--- start Reading text ---

# Time Warner's Road Runner or AT&T's U-Verse?



## Dizzy714

I was approached by a U-Verse salesman last night, and gave in so we setup an appointment to get U-Verse hooked up by them next Thursday (so I have until then to make a final decision on if I'll still go with this change or not). Alright lets take a look at my bill. 
Variety Tier: $5
Road Runner Turbo: $10
Surf N' View: $79.99
Video Extreme (HBO, Showtime Unlimited, Cinemax, STARZ): $55
Additional Digital Cable: $8.99
Additional Digital Cable: $8.99
Digital Video Receiver: $7.99
Digital Video Recorder (x2): $20

*TOTAL: $195.96*

Now I've gotta include my home phone which is about $26/month as well. 

Now what U-Verse offered us is basically all of that, but with even more channels and HD channels supposedly - and also a sports package that I currently do not have on Time Warner. Also, internet speed I'll be getting 18mbs down and 3mbs up. I'm paying for 15 down an 2 up, but with the TURBO I'm usually nothing below 20mbs down on speedtest.net - sometimes even up to 30mbs down, but only 1.5 consistently on upload speed. Also a home phone line all for $181/month (an another $10 if I wanna jump to 24mbs down).

--- end Reading text ---
--- start Record excerpts ---

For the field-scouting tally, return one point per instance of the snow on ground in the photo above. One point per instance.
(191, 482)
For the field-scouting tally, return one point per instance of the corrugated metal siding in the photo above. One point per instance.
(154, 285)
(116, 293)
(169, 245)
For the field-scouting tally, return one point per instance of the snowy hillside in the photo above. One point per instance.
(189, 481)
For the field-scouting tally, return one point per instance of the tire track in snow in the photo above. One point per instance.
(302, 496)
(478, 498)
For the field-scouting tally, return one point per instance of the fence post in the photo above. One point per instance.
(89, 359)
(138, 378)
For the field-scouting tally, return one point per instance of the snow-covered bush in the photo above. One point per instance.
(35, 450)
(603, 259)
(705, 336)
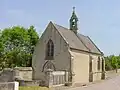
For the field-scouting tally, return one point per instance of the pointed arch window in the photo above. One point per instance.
(50, 50)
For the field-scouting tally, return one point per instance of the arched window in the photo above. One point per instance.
(50, 50)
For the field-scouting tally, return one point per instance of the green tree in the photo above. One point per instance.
(17, 46)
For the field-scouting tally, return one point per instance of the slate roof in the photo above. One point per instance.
(78, 41)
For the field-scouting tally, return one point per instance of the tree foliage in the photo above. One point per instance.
(17, 46)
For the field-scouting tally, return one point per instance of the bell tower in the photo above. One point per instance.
(73, 22)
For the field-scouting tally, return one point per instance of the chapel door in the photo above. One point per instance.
(90, 70)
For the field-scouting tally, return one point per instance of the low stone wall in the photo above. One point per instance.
(25, 73)
(9, 86)
(19, 73)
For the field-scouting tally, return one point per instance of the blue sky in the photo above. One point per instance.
(99, 19)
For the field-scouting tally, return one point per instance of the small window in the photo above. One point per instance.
(49, 50)
(98, 65)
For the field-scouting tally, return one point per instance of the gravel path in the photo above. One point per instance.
(111, 84)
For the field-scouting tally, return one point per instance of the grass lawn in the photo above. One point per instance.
(33, 88)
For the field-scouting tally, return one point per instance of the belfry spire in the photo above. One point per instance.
(73, 22)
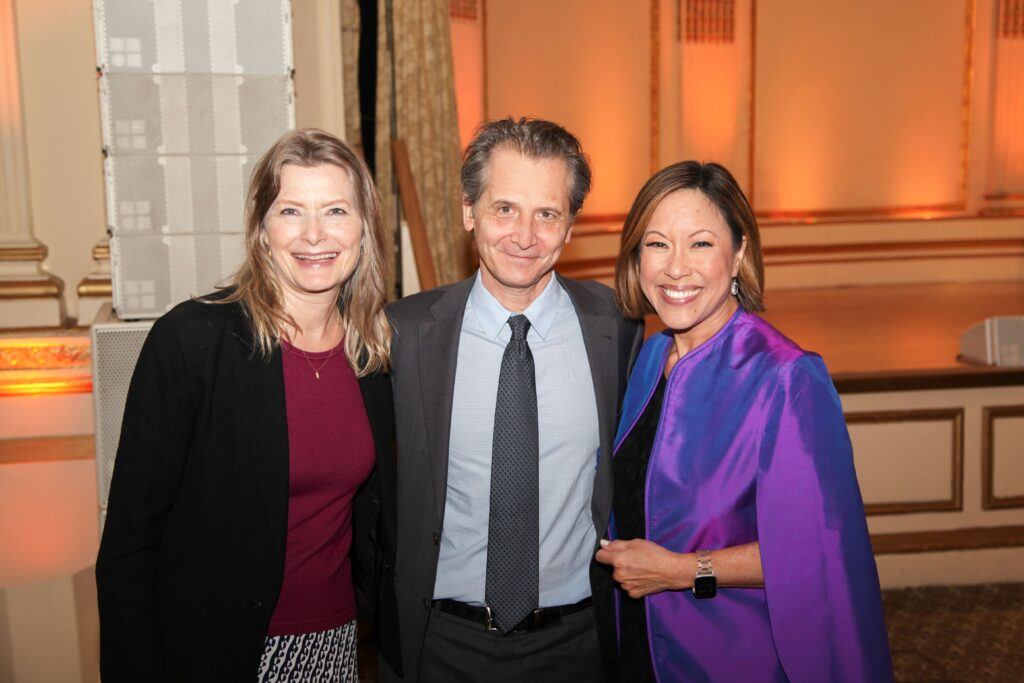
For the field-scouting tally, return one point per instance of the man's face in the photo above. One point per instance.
(520, 223)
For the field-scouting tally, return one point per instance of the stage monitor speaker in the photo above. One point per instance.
(995, 341)
(116, 346)
(192, 94)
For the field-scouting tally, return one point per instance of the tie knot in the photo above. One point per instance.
(520, 326)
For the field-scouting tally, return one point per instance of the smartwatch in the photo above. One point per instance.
(705, 584)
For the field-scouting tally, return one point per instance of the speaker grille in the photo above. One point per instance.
(115, 351)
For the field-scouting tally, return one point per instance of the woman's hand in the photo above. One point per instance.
(642, 567)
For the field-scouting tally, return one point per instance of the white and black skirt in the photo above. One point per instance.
(327, 656)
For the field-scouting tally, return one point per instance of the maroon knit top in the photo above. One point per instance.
(331, 454)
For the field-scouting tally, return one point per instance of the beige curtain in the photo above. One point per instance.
(350, 66)
(416, 102)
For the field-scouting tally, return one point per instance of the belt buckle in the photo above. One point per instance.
(488, 623)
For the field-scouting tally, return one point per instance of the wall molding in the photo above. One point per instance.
(989, 501)
(46, 449)
(955, 418)
(808, 254)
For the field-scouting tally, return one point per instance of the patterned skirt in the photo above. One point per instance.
(326, 656)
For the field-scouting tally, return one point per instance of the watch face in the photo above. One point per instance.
(705, 587)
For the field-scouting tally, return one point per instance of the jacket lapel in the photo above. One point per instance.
(438, 354)
(597, 321)
(264, 426)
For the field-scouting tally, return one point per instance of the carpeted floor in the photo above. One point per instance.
(954, 634)
(957, 633)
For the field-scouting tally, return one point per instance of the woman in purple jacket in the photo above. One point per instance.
(742, 552)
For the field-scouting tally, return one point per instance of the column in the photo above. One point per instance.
(29, 296)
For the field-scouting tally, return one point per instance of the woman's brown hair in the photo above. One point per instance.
(254, 285)
(721, 188)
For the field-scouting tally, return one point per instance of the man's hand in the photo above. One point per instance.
(642, 567)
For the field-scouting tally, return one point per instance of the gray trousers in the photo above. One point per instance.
(456, 649)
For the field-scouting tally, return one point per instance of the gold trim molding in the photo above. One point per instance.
(28, 353)
(44, 288)
(955, 418)
(989, 414)
(46, 449)
(95, 288)
(975, 538)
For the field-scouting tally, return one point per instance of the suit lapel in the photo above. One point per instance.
(264, 426)
(438, 354)
(597, 321)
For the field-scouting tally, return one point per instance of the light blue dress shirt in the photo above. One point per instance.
(568, 443)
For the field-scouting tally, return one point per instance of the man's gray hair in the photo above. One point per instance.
(536, 138)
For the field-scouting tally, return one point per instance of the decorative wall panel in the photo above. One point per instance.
(889, 443)
(862, 105)
(1003, 457)
(192, 94)
(709, 20)
(1006, 173)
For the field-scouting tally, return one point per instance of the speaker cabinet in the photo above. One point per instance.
(116, 346)
(995, 341)
(192, 93)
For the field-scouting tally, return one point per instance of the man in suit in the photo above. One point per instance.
(507, 387)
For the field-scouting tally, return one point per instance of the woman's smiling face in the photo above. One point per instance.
(313, 229)
(687, 262)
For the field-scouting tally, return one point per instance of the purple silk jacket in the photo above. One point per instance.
(752, 445)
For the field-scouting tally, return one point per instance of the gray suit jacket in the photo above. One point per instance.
(424, 353)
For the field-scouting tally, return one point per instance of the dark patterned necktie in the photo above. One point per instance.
(513, 564)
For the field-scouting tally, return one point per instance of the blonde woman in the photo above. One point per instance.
(253, 423)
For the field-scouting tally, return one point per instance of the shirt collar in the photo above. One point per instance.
(493, 315)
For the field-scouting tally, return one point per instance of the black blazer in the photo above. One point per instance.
(192, 558)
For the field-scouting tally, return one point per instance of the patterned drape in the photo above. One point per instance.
(350, 65)
(416, 102)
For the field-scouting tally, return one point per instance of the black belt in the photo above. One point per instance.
(537, 620)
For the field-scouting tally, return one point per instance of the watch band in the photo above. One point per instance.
(705, 583)
(704, 563)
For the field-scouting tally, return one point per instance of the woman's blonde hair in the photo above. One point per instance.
(721, 188)
(254, 285)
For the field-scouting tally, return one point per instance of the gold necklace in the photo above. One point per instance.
(326, 360)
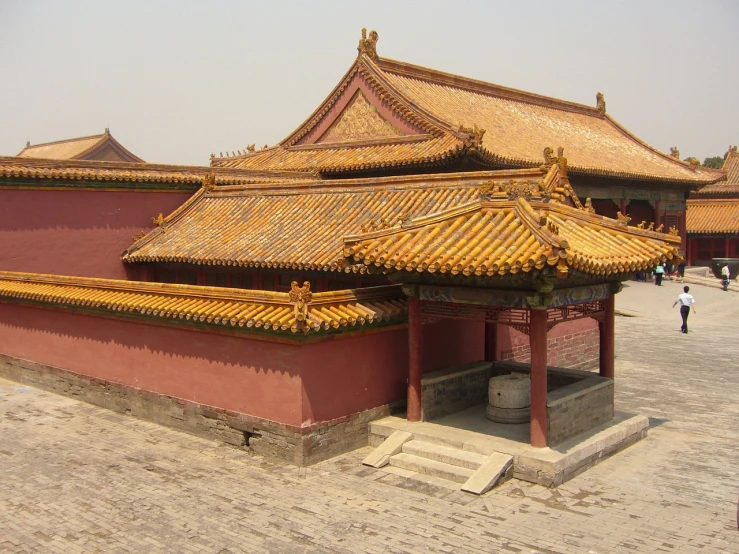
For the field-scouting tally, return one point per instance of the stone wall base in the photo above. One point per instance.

--- end Record excerpts ---

▶ [What the task requires]:
Return the passage of the forum post comparing Road Runner and U-Verse that begins at the words "Now I've gotta" and stops after the words "to 24mbs down).", copied word for word.

▶ [Answer to this problem]:
Now I've gotta include my home phone which is about $26/month as well. 

Now what U-Verse offered us is basically all of that, but with even more channels and HD channels supposedly - and also a sports package that I currently do not have on Time Warner. Also, internet speed I'll be getting 18mbs down and 3mbs up. I'm paying for 15 down an 2 up, but with the TURBO I'm usually nothing below 20mbs down on speedtest.net - sometimes even up to 30mbs down, but only 1.5 consistently on upload speed. Also a home phone line all for $181/month (an another $10 if I wanna jump to 24mbs down).